* **SUPPLIED INFORMATION**
————
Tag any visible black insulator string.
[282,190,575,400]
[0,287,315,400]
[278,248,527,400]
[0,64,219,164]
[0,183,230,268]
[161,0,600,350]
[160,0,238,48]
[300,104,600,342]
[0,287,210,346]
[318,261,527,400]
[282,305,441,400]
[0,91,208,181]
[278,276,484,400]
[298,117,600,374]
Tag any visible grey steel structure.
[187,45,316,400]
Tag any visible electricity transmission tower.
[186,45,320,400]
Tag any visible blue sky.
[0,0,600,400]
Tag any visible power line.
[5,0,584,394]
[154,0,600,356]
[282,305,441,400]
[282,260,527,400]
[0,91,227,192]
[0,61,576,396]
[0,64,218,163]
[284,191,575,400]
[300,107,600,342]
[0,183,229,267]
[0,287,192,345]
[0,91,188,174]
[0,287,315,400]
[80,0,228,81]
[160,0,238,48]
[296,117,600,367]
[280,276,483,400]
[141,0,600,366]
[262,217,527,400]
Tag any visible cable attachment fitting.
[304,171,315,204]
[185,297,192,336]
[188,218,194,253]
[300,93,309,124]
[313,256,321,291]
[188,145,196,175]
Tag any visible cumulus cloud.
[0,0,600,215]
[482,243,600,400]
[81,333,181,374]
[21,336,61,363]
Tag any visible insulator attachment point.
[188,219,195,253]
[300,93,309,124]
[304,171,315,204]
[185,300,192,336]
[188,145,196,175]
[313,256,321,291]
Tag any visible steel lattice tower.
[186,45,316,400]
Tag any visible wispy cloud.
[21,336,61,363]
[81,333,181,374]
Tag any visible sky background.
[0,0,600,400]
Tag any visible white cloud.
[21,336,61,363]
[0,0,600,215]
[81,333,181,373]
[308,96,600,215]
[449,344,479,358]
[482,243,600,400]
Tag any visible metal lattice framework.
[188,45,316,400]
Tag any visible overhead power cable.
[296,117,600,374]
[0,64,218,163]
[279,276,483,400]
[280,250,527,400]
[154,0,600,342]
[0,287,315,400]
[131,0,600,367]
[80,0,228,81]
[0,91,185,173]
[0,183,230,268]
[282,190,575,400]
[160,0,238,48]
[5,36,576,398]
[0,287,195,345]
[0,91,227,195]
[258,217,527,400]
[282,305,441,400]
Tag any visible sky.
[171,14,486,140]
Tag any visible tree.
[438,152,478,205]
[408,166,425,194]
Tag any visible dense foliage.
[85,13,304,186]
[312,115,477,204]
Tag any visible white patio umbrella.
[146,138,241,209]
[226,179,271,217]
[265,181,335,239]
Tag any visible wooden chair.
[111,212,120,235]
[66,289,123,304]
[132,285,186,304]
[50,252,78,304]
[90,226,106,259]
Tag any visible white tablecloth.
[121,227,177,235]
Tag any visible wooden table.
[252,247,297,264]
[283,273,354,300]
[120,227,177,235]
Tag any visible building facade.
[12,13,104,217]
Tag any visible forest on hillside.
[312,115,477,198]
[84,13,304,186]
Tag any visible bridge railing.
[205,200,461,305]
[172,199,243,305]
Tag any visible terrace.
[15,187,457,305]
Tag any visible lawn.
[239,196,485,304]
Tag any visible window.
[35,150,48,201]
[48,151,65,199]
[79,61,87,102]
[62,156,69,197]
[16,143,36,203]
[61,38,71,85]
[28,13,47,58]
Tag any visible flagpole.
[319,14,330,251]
————
* **TASK DESCRIPTION**
Copy the lines above without any change, from the line containing "Tag any visible sky background." through the line containing "[188,45,316,400]", inclusive.

* **SOLUTION TO THIS EXERCISE**
Tag any visible sky background.
[0,0,600,400]
Tag any visible white cloud.
[21,336,61,363]
[0,0,600,215]
[81,333,181,373]
[308,96,600,215]
[449,344,479,358]
[482,243,600,400]
Tag any visible metal lattice framework.
[188,45,316,400]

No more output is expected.